Written request ▸
Convert the data below into a two-column CSV with the headers request and answer, one row per request, placing its text and its answer each in a single quoted field with any line breaks replaced by spaces.

· · · ·

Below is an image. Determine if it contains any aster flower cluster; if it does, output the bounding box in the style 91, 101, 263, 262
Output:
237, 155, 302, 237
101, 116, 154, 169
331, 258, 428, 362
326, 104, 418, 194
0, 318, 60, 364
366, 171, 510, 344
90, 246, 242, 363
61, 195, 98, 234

· · · ·

Response below ▸
request,answer
"Below is an image. Determine if it contains any aster flower cluster; if it does, output the bounding box in the style 91, 101, 263, 262 Output:","237, 155, 302, 237 101, 116, 154, 169 331, 258, 428, 362 326, 104, 418, 194 0, 318, 60, 364 366, 171, 510, 344 90, 246, 242, 363 61, 195, 98, 234"